▶ What the task asks
Please transcribe, word for word, the line containing "Give an outline" and every line after it through the end of the records below, and nothing else.

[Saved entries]
_ _ _ _

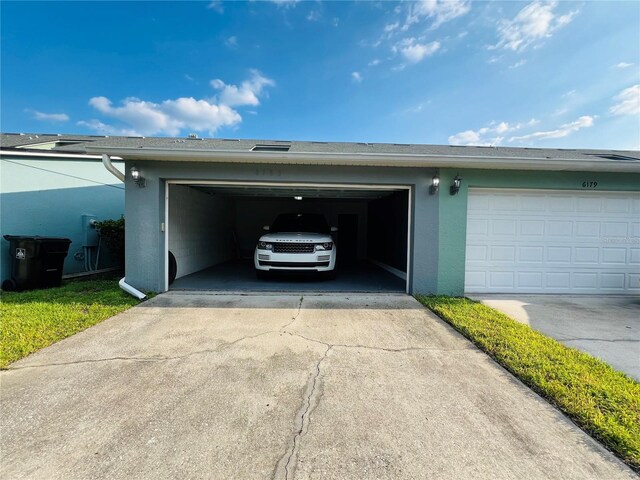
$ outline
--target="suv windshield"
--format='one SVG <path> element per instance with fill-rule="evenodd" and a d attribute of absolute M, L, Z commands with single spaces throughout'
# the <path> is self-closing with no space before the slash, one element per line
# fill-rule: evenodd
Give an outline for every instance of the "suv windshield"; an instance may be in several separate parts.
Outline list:
<path fill-rule="evenodd" d="M 283 213 L 278 215 L 270 229 L 272 232 L 329 233 L 324 215 L 317 213 Z"/>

_ _ _ _

▶ Worked solution
Give an outline for every instance of the "suv windshield"; an instance may be in several separate parts.
Outline list:
<path fill-rule="evenodd" d="M 283 213 L 278 215 L 270 229 L 272 232 L 329 233 L 324 215 L 317 213 Z"/>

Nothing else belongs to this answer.